— begin SELECTED EXCERPT —
Beyond Meat (NASDAQ:BYND) had a bearish, gap down on the open today and may trigger more selling on this overvalued stock.
Beyond Meat (BYND) popped 39 points after earnings and an optimistic, analyst target is now at $125. Is it time to buy or take profits? That 12-month target of $125 tells me it should probably be trading closer to the consensus target of $81 and that is being very optimistic.
Let's see if we can find any fundamentals that support the analysts' consensus target of $81 or the recent higher analyst target of $125. Here is what a Zacks' analyst wrote. BYND expects to grow revenues to $205.5 million for a growth of !40% over 2018 results. They expect to break even on an EBITDA basis. The analyst is quick to point out the big time competition that BYND will face in the future. It is also interesting to note that these foods are no healthier than meat products, but just a substitute for meat. I don't think that is well known in this rush to buy BYND by the health conscious investors.
Obviously, analysts are going beyond 2019 to justify their targets. That growth of !40% is the driver for future results. BYND has a market niche and is in many supermarket stores, but there are gigantic competitors ready to copy BYND's success. Let's assume that the growth continues at 100% in 2020 and 2021. That would give us in round numbers, $400 million in 2020 and $800 million in 2021. Using a 75 PE, we would need about $2 in earnings just to justify the current price. I guess it is in the realm of possibility that BYND will come in with 2021 earnings of $2, but the question is do you want to value a stock based on 2021 earnings or beyond? The current buyers are saying yes.
— end SELECTED EXCERPT —
— begin EXTRACTED INFORMATION —
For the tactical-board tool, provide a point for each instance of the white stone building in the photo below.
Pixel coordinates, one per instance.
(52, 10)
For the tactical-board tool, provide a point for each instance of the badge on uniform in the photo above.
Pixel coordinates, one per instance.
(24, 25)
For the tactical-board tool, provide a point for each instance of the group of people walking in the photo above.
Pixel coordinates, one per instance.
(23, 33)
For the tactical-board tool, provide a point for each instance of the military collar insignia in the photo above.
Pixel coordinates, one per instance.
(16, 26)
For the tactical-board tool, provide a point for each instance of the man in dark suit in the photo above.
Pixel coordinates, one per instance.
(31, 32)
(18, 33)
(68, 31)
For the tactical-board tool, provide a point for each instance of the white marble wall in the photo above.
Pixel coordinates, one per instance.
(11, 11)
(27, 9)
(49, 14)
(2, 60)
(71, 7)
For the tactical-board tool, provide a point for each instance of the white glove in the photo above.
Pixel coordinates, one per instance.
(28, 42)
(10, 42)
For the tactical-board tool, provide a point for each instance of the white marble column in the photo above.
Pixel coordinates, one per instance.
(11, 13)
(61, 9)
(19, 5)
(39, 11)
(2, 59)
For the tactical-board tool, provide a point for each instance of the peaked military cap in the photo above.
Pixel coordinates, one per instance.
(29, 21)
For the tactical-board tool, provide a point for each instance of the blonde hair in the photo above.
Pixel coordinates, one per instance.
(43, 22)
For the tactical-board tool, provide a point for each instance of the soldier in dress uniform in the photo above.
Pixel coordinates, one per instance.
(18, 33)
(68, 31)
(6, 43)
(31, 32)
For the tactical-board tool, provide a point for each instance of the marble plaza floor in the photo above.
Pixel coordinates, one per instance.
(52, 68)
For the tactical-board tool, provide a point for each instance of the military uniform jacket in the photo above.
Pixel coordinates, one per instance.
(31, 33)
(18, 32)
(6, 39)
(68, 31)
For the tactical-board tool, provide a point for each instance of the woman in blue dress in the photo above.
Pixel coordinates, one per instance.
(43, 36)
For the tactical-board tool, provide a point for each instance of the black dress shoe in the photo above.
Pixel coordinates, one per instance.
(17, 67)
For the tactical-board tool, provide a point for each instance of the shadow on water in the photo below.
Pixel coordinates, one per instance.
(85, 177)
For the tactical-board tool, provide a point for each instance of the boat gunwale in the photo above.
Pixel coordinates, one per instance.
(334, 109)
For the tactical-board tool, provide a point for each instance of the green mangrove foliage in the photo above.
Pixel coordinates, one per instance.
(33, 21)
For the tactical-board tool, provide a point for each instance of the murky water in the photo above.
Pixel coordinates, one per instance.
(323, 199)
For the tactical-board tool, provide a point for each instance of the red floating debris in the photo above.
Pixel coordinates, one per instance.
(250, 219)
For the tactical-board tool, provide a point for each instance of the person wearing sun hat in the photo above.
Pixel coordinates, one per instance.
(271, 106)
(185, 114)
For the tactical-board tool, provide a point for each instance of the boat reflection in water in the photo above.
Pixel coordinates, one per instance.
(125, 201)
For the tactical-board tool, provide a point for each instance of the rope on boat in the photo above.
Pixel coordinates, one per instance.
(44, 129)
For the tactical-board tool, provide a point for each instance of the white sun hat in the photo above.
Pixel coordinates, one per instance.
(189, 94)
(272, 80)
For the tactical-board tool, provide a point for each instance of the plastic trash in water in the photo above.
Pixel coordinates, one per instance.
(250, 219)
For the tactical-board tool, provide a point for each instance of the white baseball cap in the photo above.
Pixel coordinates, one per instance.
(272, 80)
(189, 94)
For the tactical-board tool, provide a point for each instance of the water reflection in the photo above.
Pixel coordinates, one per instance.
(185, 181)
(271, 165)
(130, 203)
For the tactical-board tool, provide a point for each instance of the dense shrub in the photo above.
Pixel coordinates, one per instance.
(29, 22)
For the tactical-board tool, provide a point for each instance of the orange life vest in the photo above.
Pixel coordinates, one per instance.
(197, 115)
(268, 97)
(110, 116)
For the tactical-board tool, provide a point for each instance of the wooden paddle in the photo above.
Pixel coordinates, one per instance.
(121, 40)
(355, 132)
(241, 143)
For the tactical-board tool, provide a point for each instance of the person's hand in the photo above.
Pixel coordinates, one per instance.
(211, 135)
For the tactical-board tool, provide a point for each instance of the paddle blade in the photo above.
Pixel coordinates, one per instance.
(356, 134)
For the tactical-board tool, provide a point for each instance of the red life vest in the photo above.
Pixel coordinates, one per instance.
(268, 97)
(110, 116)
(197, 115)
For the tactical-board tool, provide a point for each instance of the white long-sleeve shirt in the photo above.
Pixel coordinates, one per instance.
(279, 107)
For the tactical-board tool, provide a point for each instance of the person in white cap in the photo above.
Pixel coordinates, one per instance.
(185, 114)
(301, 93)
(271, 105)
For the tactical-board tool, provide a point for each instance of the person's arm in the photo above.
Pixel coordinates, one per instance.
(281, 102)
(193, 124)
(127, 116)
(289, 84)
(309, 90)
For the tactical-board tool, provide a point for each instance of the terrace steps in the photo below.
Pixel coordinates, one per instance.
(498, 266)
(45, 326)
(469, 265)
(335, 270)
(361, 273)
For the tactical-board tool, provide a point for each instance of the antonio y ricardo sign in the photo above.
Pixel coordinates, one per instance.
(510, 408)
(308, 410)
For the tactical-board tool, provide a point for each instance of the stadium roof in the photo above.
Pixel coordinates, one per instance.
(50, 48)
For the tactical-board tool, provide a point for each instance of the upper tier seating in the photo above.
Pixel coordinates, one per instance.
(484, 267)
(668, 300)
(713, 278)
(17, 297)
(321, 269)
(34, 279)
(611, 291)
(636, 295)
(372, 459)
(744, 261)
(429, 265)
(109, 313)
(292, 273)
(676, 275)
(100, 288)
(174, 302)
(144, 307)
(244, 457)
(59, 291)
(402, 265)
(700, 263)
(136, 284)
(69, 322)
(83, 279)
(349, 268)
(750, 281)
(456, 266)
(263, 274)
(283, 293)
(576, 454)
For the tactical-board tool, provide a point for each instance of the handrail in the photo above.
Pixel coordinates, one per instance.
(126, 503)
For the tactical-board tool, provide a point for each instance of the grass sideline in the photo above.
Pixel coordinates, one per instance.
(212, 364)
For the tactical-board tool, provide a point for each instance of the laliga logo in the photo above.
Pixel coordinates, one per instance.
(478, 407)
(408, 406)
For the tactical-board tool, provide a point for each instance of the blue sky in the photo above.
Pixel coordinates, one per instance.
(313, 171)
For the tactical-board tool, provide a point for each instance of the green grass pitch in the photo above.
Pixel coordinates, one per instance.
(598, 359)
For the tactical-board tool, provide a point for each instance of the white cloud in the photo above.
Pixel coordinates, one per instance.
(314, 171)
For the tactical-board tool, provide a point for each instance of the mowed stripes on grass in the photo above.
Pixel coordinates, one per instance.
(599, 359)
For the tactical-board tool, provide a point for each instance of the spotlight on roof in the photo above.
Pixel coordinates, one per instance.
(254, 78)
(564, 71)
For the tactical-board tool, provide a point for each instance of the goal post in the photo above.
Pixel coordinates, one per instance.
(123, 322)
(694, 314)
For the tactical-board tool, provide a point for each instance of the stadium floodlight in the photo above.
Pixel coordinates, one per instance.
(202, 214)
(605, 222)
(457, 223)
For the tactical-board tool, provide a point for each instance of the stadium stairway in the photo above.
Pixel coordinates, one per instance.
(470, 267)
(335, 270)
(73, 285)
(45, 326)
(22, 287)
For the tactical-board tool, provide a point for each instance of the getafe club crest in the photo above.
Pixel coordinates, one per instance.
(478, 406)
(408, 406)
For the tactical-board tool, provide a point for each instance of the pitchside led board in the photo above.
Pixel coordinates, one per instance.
— end EXTRACTED INFORMATION —
**THE TASK:**
List each distinct dollar amount that appears in the Beyond Meat article above.

**EXERCISE ANSWER:**
- $125
- $81
- $205.5 million
- $400 million
- $800 million
- $2